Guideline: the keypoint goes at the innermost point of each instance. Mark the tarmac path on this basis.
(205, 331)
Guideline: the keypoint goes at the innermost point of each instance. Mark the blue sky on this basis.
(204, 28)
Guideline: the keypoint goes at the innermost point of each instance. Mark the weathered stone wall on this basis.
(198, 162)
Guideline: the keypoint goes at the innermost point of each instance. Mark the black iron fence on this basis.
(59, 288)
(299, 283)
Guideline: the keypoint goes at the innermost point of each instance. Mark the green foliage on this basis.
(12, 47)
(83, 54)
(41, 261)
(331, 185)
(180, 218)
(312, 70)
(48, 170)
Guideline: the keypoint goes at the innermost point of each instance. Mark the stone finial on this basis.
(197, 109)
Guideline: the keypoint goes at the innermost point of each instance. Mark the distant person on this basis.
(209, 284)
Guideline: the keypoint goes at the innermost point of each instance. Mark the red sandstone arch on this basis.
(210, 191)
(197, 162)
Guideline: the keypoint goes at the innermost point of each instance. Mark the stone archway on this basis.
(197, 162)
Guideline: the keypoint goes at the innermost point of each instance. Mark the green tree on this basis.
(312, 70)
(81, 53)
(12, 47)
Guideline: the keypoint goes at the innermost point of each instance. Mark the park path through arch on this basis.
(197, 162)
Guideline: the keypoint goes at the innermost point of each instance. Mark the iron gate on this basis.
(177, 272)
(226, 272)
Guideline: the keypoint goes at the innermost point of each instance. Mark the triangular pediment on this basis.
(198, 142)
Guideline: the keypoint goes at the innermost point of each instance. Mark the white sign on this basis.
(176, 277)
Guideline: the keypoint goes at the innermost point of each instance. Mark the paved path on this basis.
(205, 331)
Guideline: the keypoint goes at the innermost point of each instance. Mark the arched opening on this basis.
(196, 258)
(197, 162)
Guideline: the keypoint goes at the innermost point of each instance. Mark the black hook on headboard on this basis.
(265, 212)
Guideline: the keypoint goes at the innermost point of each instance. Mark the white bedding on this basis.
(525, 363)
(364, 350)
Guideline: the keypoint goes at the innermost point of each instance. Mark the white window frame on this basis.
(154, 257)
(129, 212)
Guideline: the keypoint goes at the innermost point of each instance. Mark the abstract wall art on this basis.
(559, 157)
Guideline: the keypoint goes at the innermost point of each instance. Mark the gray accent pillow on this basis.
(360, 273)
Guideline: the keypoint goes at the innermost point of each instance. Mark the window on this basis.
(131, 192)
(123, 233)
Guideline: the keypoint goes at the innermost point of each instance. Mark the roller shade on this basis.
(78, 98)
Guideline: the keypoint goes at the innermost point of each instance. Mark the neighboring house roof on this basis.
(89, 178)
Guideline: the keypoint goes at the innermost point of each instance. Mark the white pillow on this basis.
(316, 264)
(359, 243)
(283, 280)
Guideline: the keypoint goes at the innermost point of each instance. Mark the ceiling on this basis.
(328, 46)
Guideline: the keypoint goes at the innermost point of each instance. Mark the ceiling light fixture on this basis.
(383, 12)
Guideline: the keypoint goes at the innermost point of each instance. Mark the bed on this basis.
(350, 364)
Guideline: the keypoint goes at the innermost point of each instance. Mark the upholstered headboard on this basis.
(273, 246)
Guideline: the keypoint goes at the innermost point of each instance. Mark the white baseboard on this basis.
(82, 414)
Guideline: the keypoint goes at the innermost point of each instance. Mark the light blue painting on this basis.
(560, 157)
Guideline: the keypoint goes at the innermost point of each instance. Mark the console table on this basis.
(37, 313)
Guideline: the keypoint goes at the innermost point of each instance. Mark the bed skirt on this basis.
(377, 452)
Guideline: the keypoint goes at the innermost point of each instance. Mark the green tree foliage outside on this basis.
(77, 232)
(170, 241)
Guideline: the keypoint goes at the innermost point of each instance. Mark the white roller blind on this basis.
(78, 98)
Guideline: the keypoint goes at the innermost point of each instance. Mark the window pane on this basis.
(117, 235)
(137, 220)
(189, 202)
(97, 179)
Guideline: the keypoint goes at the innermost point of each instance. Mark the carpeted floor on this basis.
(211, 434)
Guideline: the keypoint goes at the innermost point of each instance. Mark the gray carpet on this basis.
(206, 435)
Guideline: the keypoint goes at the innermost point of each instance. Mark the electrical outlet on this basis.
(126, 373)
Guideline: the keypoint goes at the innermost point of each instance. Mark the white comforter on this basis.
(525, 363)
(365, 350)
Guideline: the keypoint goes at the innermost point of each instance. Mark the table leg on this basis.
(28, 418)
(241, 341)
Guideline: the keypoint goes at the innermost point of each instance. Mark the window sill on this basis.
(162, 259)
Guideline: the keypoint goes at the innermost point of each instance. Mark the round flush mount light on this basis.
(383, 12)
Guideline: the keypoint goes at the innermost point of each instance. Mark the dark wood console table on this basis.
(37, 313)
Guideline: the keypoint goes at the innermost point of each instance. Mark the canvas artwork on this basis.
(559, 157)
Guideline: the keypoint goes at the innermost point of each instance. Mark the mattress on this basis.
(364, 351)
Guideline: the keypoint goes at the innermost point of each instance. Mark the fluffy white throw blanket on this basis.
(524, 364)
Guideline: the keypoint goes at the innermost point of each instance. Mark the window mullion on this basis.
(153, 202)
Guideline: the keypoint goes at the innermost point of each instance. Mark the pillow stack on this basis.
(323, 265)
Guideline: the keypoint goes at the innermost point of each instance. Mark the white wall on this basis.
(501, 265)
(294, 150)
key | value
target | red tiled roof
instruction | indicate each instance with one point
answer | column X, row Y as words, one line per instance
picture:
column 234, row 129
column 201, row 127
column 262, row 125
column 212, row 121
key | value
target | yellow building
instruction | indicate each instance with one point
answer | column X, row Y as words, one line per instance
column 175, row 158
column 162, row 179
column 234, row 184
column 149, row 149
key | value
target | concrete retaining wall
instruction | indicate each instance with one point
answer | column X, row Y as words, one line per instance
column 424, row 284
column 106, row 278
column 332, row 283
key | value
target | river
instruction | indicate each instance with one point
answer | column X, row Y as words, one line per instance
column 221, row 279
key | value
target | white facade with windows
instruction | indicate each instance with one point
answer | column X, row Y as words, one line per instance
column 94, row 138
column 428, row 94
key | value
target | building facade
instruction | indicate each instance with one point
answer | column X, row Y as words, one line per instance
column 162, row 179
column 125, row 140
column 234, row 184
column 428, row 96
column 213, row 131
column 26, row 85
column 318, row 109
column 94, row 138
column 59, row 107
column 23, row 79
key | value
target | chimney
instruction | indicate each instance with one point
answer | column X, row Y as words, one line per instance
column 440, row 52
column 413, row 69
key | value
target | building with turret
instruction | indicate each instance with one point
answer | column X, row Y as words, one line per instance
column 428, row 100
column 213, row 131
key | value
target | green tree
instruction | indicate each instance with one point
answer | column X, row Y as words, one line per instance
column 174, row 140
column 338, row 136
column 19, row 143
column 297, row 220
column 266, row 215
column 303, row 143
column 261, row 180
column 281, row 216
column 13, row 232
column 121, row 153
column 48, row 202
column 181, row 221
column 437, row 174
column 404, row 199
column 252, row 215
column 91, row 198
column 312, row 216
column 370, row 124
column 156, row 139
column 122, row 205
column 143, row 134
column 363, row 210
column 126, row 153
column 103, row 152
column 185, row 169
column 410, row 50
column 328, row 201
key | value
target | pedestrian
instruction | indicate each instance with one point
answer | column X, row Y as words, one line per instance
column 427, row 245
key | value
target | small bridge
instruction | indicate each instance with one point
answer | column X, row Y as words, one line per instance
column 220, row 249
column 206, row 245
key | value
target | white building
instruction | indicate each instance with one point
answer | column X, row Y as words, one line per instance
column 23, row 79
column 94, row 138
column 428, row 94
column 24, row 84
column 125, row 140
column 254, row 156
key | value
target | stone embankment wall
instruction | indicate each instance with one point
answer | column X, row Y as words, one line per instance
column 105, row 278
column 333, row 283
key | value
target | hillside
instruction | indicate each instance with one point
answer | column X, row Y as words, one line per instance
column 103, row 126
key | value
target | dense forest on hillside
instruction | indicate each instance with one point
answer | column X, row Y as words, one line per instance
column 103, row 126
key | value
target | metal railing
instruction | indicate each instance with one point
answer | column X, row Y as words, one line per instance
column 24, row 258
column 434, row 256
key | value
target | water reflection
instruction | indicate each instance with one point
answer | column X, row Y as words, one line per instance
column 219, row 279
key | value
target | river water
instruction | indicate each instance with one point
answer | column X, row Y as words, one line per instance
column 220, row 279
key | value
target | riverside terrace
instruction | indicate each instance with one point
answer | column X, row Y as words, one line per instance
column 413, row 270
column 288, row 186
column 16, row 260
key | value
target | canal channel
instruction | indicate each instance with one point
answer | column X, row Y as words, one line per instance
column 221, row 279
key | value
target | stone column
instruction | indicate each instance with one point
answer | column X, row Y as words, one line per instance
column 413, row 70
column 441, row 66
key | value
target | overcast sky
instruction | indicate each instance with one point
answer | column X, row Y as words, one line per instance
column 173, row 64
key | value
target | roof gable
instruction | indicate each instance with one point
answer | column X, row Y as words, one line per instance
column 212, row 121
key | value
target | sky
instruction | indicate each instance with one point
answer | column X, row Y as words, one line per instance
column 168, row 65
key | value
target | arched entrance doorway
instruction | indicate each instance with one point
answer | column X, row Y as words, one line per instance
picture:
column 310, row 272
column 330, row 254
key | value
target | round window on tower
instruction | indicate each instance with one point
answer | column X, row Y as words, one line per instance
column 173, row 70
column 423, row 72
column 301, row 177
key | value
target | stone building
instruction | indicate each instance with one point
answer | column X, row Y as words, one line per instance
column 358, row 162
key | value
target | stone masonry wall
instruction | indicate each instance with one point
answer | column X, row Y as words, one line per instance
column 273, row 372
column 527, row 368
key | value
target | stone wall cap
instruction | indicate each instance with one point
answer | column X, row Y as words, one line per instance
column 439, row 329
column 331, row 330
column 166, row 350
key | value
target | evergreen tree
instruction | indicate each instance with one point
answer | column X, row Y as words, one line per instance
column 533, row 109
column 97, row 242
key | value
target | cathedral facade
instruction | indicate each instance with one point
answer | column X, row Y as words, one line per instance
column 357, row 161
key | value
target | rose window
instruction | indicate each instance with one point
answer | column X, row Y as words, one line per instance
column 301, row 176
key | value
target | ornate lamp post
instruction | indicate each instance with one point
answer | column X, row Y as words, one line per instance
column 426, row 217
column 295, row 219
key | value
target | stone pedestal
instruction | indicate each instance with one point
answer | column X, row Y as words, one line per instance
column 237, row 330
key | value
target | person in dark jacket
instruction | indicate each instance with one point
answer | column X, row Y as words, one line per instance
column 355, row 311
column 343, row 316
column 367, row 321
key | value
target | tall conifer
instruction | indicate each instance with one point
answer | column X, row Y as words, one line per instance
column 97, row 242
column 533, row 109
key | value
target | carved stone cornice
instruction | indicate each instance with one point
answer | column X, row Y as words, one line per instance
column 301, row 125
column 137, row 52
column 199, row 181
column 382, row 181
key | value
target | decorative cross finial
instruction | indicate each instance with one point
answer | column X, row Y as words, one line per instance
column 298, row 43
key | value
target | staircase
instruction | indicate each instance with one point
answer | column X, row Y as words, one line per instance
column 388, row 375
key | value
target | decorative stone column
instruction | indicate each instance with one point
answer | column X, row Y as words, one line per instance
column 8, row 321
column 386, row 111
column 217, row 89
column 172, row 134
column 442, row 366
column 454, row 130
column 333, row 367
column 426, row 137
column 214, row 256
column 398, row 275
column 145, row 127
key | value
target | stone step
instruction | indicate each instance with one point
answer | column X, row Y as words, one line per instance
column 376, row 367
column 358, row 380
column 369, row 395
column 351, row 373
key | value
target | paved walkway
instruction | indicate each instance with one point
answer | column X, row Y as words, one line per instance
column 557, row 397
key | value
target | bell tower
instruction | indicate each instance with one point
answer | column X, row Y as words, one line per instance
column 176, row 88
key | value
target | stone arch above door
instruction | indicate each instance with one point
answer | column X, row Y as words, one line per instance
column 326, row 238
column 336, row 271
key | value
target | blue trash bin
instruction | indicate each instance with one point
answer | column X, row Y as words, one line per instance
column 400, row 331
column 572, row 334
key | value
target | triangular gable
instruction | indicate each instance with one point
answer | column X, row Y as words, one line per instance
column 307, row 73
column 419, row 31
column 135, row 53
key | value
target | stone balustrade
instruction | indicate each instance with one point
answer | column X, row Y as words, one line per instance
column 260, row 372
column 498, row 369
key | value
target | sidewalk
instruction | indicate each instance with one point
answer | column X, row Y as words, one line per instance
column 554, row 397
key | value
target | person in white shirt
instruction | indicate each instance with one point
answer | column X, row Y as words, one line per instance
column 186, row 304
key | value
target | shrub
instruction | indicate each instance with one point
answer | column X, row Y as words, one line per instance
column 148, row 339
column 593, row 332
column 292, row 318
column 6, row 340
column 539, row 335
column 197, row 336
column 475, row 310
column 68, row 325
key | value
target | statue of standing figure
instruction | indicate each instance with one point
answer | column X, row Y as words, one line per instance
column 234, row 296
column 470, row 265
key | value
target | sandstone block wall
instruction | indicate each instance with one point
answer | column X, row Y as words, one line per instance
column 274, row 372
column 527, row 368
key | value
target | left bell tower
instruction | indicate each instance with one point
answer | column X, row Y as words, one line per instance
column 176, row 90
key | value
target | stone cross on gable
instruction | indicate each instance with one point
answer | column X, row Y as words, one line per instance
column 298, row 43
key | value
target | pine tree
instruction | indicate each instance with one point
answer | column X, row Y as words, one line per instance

━━━━━━

Task directions
Scan the listing above and identify each line holding the string "decorative"; copy every such line.

Your solution
target | decorative cross finial
target | decorative stone column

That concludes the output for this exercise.